# AVAILABLE DATA
== Segment start ==

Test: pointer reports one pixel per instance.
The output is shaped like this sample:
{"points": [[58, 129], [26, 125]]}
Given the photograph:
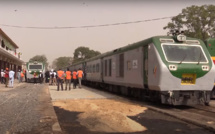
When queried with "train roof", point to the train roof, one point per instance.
{"points": [[132, 46]]}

== Segment end ==

Print the records again exactly, without the pictures.

Test: pointer reports one pixel per instance.
The output is shaped like this sample:
{"points": [[58, 129], [26, 125]]}
Given the photograph:
When queried with "train roof", point to the train roof, one point per instance.
{"points": [[132, 46]]}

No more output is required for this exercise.